• **What to produce**:
Answer from the patent claims below:
(a) In claim 14, what does the metric comprise?
(b) According to claim 16, what may the agent comprise?
(c) In claim 21, what does each of the standard deviations correspond to?

• **Exercise passage**:
□ □ □ □ □
12. The method of claim 11, further comprising assigning a higher rank to a subset providing a larger minimum angle.

13. A method of selecting interrogation wavelengths in optical detection of agents, comprising

for each of at least two sets of interrogation wavelengths, generating a set of principal component vectors for at least an agent and at least an interferent based on spectral data obtained for said agent and said interferent by utilizing the wavelengths in the set,

for each set of the principal component vectors, obtaining value of a metric indicative of separation of the vectors corresponding to the agent relative to the vectors corresponding to the interferent, and

utilizing said metric values to rank order said sets of the interrogation wavelengths.

14. The method of claim 13, wherein said metric comprises a minimum spectral angle between the principal component vectors of said agent and those of said interferent.

15. The method of claim 14, further comprising assigning a greater rank to the wavelength set having a larger minimum angle.

16. The method of claim 13, wherein said agent comprises any of a pathogen and a toxic substance.

17. The method of claim 13, further comprising interrogating the agent and the interferent with the radiation wavelengths in said sets so as to generate said agent and interferent spectral data.

18. The method of claim 17, wherein the step of interrogating any of the agent and the interferent comprises obtaining a fluorescence emission spectrum thereof.

19. The method of claim 17, wherein the step of interrogating any of the agent and the interferent comprises obtaining a transmission spectrum thereof.

20. The method of claim 17, wherein the step of interrogating any of the agent and the interferent comprises obtaining a reflection spectrum thereof.

21. A method of selecting interrogation wavelengths for use in optical detection of agents, comprising

interrogating at least one agent and at least one interferent with a plurality of interrogation wavelengths to generate at least one spectral data set,

obtaining a transformation matrix for transforming said spectral data set to a plurality of principal component vectors, wherein each column of said matrix corresponds to one of said vectors,

determining a plurality of standard deviations each corresponding to a column of said transformation matrix,

mapping said standard deviations to said plurality of interrogation wavelengths, and

rank ordering said interrogation wavelengths based on said standard deviations.
□ □ □ □ □
• **Information supplied**:
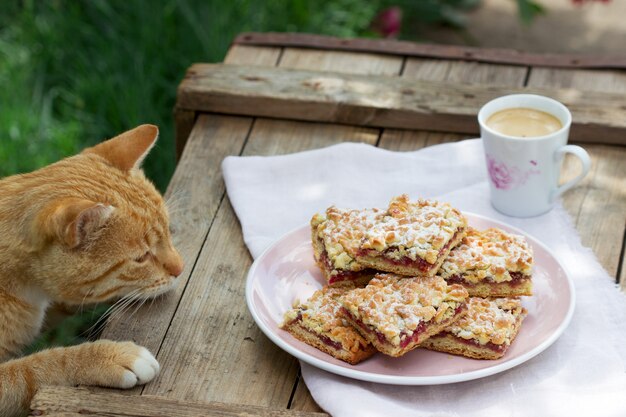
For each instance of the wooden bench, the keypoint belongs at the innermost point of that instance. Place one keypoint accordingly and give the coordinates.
(283, 93)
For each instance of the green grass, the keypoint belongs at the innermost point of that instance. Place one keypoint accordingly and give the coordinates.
(73, 73)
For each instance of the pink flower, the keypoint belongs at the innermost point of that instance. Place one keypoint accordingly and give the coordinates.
(388, 22)
(500, 174)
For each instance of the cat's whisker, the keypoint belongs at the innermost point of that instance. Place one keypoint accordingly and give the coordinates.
(110, 312)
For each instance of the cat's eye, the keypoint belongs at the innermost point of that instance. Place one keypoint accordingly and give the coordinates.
(143, 257)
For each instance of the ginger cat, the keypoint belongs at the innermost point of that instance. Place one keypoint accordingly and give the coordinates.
(87, 229)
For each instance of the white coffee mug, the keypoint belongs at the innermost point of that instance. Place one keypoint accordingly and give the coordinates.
(524, 172)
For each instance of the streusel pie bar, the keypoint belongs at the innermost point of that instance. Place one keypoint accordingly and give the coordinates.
(335, 239)
(414, 237)
(490, 263)
(486, 332)
(396, 313)
(408, 238)
(319, 323)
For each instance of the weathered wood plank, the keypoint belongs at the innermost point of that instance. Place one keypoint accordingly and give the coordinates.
(302, 400)
(279, 137)
(597, 203)
(237, 54)
(213, 349)
(394, 47)
(448, 71)
(194, 194)
(379, 101)
(465, 72)
(253, 55)
(344, 62)
(65, 401)
(183, 120)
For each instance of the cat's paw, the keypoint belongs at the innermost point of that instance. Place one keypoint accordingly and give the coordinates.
(119, 364)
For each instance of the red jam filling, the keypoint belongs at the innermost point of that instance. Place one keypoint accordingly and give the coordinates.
(405, 340)
(491, 346)
(340, 275)
(419, 263)
(517, 279)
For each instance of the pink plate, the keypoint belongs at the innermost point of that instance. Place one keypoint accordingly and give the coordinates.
(287, 271)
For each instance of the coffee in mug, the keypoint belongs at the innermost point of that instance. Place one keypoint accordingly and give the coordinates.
(525, 139)
(523, 122)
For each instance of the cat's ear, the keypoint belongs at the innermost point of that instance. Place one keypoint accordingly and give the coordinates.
(73, 221)
(128, 150)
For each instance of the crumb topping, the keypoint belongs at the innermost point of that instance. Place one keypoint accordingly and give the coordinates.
(491, 254)
(405, 229)
(341, 232)
(490, 321)
(396, 305)
(321, 315)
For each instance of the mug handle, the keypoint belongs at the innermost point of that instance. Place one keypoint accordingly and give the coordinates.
(584, 158)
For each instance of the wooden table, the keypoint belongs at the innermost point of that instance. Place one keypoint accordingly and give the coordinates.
(278, 94)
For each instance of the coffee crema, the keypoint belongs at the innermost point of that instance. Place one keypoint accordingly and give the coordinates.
(524, 122)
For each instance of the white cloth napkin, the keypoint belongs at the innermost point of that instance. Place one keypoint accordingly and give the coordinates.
(582, 374)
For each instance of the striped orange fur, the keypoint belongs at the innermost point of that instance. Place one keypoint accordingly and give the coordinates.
(87, 229)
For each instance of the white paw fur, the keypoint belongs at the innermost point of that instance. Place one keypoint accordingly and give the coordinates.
(144, 369)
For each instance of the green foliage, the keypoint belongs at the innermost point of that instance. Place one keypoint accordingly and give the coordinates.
(528, 10)
(73, 73)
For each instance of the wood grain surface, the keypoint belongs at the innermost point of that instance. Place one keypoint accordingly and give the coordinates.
(379, 101)
(203, 336)
(75, 402)
(598, 204)
(424, 50)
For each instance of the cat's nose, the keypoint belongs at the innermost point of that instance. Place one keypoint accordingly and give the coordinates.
(174, 265)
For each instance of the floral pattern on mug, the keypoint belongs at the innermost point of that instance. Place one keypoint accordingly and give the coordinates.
(505, 177)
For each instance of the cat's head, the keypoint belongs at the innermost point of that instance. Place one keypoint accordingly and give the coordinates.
(104, 233)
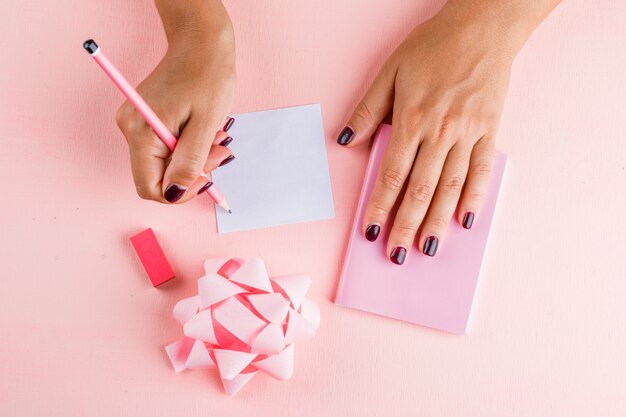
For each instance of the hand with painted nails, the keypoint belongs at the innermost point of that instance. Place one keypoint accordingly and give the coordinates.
(445, 85)
(191, 90)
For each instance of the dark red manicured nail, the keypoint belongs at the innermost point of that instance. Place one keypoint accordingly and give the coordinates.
(430, 246)
(468, 220)
(174, 192)
(372, 231)
(398, 255)
(226, 141)
(205, 187)
(345, 136)
(228, 124)
(227, 160)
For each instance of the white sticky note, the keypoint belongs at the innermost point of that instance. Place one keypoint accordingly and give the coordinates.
(280, 172)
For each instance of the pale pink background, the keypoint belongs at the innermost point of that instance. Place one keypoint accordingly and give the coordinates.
(81, 328)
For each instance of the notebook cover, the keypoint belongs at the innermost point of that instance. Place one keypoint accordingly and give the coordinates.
(437, 292)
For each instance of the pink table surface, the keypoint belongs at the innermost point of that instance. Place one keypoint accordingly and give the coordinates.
(82, 328)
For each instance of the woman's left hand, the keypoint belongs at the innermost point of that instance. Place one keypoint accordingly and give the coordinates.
(446, 84)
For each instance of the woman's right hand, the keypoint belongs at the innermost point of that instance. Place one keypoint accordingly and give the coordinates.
(191, 90)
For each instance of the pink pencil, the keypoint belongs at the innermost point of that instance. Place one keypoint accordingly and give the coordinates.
(144, 109)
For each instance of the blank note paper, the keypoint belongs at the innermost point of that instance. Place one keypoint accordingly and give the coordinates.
(280, 172)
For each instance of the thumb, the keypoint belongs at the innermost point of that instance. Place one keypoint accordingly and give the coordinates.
(187, 160)
(371, 111)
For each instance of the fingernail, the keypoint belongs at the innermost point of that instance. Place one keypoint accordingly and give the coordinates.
(468, 220)
(226, 141)
(227, 160)
(398, 255)
(205, 187)
(372, 231)
(345, 136)
(174, 192)
(228, 124)
(430, 246)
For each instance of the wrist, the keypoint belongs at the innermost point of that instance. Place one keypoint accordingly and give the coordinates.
(504, 25)
(196, 25)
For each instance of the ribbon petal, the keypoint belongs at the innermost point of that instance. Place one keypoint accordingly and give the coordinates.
(232, 386)
(185, 309)
(212, 265)
(270, 341)
(294, 286)
(201, 327)
(178, 351)
(253, 274)
(232, 362)
(199, 357)
(278, 366)
(238, 320)
(213, 288)
(273, 307)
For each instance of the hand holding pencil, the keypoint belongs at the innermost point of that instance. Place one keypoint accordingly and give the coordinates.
(190, 105)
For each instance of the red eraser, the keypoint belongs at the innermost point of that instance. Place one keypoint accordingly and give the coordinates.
(152, 257)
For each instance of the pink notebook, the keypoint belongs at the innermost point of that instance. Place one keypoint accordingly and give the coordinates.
(435, 292)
□ □ □ □ □
• **Exercise answer**:
(a) A minimum spectral angle between the principal component vectors of the agent and those of the interferent.
(b) Any of a pathogen and a toxic substance.
(c) A column of the transformation matrix.